* [Exercise objective]: Output the material beneath this task exactly, images excluded.

================

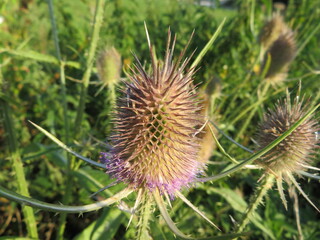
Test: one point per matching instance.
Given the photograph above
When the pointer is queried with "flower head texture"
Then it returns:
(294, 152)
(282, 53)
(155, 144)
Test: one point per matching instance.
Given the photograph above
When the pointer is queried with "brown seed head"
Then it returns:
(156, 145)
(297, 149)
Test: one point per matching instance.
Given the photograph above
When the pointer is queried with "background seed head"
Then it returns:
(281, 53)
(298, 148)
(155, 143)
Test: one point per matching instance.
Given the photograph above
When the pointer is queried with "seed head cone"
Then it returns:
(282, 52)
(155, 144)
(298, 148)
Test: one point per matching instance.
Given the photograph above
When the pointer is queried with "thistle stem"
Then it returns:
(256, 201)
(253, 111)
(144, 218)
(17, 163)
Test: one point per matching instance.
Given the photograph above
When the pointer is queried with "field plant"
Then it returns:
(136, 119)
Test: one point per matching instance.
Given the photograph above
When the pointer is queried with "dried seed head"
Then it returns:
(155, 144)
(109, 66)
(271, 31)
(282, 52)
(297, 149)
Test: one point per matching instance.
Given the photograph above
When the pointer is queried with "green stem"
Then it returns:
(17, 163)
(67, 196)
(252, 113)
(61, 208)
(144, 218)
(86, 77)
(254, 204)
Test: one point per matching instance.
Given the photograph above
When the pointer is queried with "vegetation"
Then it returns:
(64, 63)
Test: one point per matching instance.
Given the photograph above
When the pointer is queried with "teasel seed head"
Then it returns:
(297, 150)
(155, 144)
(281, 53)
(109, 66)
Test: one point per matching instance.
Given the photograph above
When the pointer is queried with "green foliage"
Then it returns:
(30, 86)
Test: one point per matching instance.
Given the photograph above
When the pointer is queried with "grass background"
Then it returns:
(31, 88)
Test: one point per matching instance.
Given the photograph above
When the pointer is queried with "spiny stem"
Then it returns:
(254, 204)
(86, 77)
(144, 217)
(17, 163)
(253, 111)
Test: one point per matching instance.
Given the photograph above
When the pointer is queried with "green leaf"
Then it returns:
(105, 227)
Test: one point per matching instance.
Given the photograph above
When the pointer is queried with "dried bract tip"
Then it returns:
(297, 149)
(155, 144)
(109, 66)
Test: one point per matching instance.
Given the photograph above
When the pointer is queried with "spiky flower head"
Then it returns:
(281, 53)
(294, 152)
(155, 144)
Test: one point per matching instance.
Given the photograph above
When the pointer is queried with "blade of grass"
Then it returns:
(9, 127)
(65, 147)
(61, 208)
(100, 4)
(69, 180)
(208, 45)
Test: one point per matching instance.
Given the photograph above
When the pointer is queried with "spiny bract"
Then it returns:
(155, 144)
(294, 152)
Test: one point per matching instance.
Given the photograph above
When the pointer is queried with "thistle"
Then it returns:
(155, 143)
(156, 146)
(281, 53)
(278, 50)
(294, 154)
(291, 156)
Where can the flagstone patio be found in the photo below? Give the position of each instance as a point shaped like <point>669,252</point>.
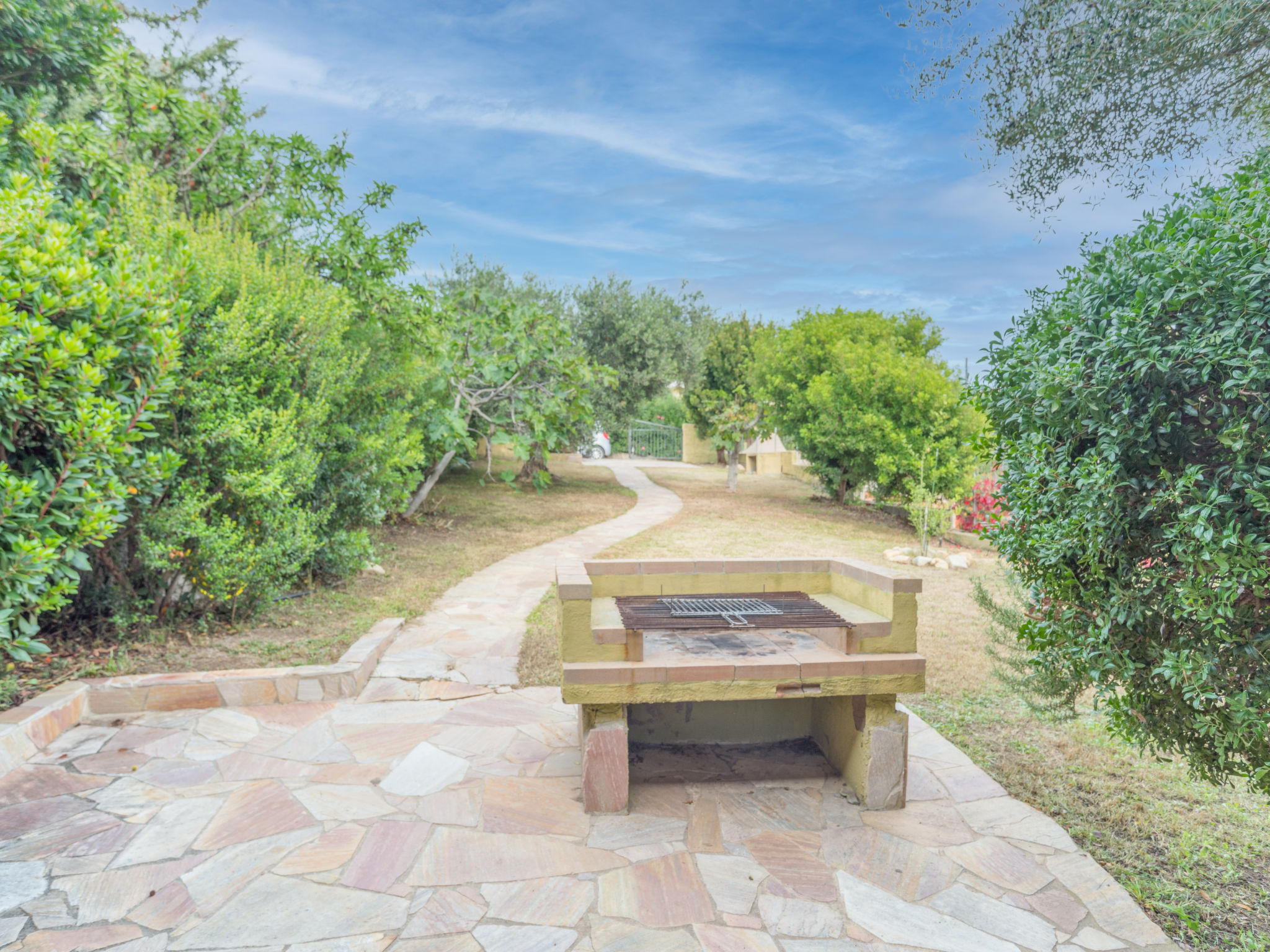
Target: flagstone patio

================

* [Task output]:
Test: one point per matching instance.
Given the photograph above
When the pointer is queried with "flower head texture"
Then it returns:
(294, 152)
(282, 53)
(155, 144)
Test: one point per matching instance.
Given the photograph above
When the pointer is queried with "brown seed head"
Then it returns:
(156, 145)
(297, 149)
Test: one point per matching instance.
Given the photograph above
When the pointer is queried with "background seed head"
Then it returns:
(281, 53)
(298, 148)
(155, 143)
Test: one point per matching instance.
Given the photograph above
When the pointer is queried with "seed head cone"
Then it returns:
(282, 52)
(155, 144)
(298, 148)
Test: one point per matching instance.
Given the photograph above
When the pointer is queried with "thistle stem"
Then it returns:
(256, 201)
(253, 111)
(144, 218)
(17, 163)
Test: one point per matching instance.
Given the photograph above
When the pointer is queried with "field plant"
Then it returns:
(136, 119)
Test: one point per matching instance.
Given the photograph above
When the pointer is queried with "dried seed head"
Then it returns:
(155, 144)
(109, 66)
(271, 31)
(282, 52)
(297, 149)
Test: one point per matching instance.
Given the photograph above
When the pointer is queried with "green stem"
Then it returns:
(17, 163)
(67, 196)
(252, 113)
(61, 208)
(144, 218)
(86, 77)
(254, 204)
Test: one point per matching instance.
Given the photograph above
When the pointer is queried with "vegetation"
Then it returns:
(64, 63)
Test: one point per matching instance.
Given the photograph above
When the pointer is queried with "teasel seed head"
Then it returns:
(297, 150)
(155, 144)
(281, 53)
(109, 66)
Test: one point per matching instance.
Given the photograph above
When the pointer is queried with "green foliage"
Then it returns:
(30, 86)
Test: one point per matching instance.
Given the photograph above
When the pointer is queried with "grass background"
Then it returns:
(31, 88)
Test: one point per matching instance.
Given the photograph above
When the pointer is queried with "spiny stem"
Then it returns:
(254, 204)
(86, 77)
(144, 217)
(17, 163)
(253, 111)
Test: one point per matching instance.
Given the photograph above
When the pointer is queried with "green leaf"
Then it returns:
(105, 227)
Test: one point per matching instance.
Given the photograph above
When the pointer is queried with "dried bract tip"
Then it returns:
(297, 149)
(155, 144)
(109, 66)
Test: one point per matching instance.
Given the photograph above
When the pointer is queried with "spiky flower head"
Then it returns:
(281, 53)
(294, 152)
(155, 144)
Test: one point per matching instance.
Given the photograph above
When the pointer is queried with "blade of grass"
Then it returns:
(9, 127)
(65, 147)
(61, 208)
(100, 4)
(69, 180)
(208, 45)
Test: one point per matching instance.
Given the photograph above
When the pointer is queried with "spiny bract"
Then it returns:
(155, 144)
(294, 152)
Test: one point per matching instance.
Given the photograph above
When the pointer is queried with "thistle"
Then it returns:
(155, 143)
(156, 146)
(281, 53)
(278, 50)
(294, 154)
(291, 156)
Where can the flagstone patio be found in the photo below? Give the position of each instance as a point shaped like <point>669,252</point>.
Target: flagstone patio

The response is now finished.